■ **Documento di origine**:
══════════

Malattie cardiache e tumori: qual è il legame? Pubblicato lo studio della Fondazione ABC Study on Heart Disease Association-Foundation-ONLUS

Il dottor Giuseppe Berton e lo studente di Medicina David Merotto

Esiste un legame tra le malattie cardiache e l’insorgenza di tumori? A questa domanda ha risposto uno studio condotto dalla Fondazione ABC (Adria, Bassano, Conegliano and Padova Hospitals) Study on Heart Disease Association-Foundation-ONLUS, con sede all’Ospedale de Gironcoli, a Conegliano. Realtà guidata dal medico cardiologo Giuseppe Berton.

Il dottor Giuseppe Berton spiega il legame tra malattie cardiache e insorgenza di tumori – Video di Arianna Ceschin

Un’importante rivista internazionale della Società europea di Cardiologia (ESC Heart Failure) ha infatti pubblicato un lavoro di ricerca, eseguito dalla Fondazione su un gruppo di pazienti post infartuati, questi ultimi seguiti negli ultimi 24 anni.

Il lavoro scientifico originale è già disponibile sul sito della Fondazione: il focus, su cui la Fondazione stessa si è concentrata, è il rischio di comparsa di tumore nel lungo periodo.

“Lo studio tocca un argomento che suscita sempre di più interesse: la correlazione tra la malattia di cuore e la comparsa di tumore – ha spiegato il dottor Giuseppe Berton – Abbiamo eseguito dei controlli su un campione di 572 pazienti post infartuati, seguiti da 24 anni, con l’obiettivo di rilevare l’eventuale insorgere di eventi e complicanze. Uno studio eseguito nell’ottica della prevenzione”.

Il medico ha spiegato che, “fino a non molti anni fa”, il lavoro del cardiologo e dell’oncologo tendeva a restare circoscritto nelle rispettive specializzazioni, procedendo su “strade separate”. Un passo importante è stato fatto negli ultimi anni, quando una ricercatrice dell’Università della Florida, Alexandra Lucas, individuò delle radici comuni per le malattie cardiache e neoplastiche.

══════════

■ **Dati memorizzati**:
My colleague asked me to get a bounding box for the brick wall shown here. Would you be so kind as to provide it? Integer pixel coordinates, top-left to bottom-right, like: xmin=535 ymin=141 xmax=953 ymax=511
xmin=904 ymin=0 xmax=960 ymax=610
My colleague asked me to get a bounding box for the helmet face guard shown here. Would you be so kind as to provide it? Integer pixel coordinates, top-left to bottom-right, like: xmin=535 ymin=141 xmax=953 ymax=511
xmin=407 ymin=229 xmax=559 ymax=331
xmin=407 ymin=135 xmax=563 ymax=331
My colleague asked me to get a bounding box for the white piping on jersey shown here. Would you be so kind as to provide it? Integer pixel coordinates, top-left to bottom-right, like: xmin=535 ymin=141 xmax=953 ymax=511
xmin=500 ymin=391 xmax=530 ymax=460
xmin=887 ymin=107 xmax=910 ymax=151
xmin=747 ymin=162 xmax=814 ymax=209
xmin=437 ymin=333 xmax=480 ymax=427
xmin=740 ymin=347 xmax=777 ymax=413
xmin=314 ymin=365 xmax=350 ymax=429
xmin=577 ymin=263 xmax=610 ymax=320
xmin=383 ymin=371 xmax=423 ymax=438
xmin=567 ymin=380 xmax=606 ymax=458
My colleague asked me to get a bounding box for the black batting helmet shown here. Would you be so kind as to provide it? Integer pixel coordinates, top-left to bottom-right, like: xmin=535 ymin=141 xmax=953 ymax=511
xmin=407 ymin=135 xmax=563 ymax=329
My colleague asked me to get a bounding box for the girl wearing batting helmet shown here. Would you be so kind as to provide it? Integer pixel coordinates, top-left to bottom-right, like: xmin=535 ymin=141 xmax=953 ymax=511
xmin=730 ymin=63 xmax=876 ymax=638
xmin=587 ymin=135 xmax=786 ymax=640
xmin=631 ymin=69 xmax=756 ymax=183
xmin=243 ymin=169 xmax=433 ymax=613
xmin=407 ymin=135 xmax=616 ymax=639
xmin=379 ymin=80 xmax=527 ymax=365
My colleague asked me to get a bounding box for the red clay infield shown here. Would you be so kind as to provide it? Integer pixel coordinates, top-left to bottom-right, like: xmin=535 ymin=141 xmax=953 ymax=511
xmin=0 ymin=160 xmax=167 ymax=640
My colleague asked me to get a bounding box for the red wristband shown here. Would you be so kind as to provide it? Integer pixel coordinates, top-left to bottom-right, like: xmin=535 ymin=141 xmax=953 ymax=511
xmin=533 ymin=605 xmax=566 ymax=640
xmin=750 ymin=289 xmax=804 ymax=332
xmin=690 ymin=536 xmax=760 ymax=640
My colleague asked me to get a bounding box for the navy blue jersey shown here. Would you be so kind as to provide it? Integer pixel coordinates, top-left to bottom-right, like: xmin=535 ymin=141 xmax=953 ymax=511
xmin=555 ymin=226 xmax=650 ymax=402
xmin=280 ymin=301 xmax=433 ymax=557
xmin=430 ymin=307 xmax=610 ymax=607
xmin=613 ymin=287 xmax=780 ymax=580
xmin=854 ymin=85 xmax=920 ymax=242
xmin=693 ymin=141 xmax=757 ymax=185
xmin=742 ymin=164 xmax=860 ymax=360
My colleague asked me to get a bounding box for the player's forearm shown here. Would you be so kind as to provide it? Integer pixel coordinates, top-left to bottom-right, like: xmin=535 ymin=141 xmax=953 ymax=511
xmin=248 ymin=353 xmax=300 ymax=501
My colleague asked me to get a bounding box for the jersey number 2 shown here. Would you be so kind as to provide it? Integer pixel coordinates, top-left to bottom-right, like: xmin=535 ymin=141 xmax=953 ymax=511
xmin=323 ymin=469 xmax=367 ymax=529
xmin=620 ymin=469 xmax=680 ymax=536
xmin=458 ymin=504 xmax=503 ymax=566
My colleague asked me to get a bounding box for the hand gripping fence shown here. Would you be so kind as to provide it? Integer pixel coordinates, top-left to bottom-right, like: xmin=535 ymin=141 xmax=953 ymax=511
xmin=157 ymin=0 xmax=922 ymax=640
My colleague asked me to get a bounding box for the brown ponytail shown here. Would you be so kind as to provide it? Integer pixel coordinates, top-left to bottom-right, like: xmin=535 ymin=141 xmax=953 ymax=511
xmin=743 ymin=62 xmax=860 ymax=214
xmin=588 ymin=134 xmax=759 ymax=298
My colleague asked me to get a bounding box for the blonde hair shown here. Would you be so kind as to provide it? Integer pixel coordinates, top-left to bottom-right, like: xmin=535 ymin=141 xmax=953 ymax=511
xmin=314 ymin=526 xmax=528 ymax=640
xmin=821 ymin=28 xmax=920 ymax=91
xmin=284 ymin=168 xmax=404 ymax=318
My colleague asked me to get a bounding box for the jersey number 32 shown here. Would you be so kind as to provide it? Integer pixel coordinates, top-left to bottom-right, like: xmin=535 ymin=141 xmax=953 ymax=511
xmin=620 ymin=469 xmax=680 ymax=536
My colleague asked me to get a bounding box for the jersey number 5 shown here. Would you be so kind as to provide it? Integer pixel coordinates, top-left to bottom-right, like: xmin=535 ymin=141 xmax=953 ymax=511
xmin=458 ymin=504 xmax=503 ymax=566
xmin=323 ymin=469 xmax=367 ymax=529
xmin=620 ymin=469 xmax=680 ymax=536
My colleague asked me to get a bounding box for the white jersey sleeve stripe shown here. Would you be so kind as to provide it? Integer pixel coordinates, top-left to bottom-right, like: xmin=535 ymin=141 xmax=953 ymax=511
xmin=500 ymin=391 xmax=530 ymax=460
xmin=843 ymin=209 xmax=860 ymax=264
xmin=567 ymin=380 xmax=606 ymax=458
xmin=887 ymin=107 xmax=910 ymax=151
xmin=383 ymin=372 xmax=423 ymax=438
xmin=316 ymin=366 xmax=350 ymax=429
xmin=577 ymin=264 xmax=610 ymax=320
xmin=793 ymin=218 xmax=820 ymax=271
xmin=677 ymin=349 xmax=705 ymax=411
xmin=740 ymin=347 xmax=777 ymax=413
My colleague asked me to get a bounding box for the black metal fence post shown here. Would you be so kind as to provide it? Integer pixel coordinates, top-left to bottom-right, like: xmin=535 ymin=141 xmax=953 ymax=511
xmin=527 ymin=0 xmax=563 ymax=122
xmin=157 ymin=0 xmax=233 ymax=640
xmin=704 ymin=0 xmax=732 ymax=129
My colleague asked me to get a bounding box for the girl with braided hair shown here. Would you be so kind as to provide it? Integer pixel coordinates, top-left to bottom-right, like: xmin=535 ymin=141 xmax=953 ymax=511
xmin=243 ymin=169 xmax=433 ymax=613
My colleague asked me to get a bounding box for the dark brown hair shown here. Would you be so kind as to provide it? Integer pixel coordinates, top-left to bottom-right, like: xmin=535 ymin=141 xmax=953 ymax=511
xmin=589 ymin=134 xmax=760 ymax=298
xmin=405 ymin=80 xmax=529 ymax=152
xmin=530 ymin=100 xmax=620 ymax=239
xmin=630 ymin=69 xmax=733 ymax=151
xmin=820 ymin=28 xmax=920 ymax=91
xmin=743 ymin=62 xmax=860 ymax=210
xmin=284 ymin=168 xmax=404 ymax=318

══════════

■ **Usando le informazioni**:
A. Rispondi a queste domande sull'articolo dedicato allo studio della Fondazione ABC:
(i) In quale ospedale ha sede la Fondazione?
(ii) Quale rivista ha pubblicato il lavoro di ricerca?
(iii) Quanti pazienti post infartuati formavano il campione esaminato?
B. Riporta senza modifiche il passo dell'articolo sullo studio della Fondazione ABC che va da "Un’importante rivista internazionale" fino a "nel lungo periodo.".
I record non servono a nulla in questo lavoro.

■ **Risposte ai problemi**:
A.
(i) All'Ospedale de Gironcoli, a Conegliano.
(ii) ESC Heart Failure, rivista della Società europea di Cardiologia.
(iii) 572 pazienti.

B.
Un’importante rivista internazionale della Società europea di Cardiologia (ESC Heart Failure) ha infatti pubblicato un lavoro di ricerca, eseguito dalla Fondazione su un gruppo di pazienti post infartuati, questi ultimi seguiti negli ultimi 24 anni.

Il lavoro scientifico originale è già disponibile sul sito della Fondazione: il focus, su cui la Fondazione stessa si è concentrata, è il rischio di comparsa di tumore nel lungo periodo.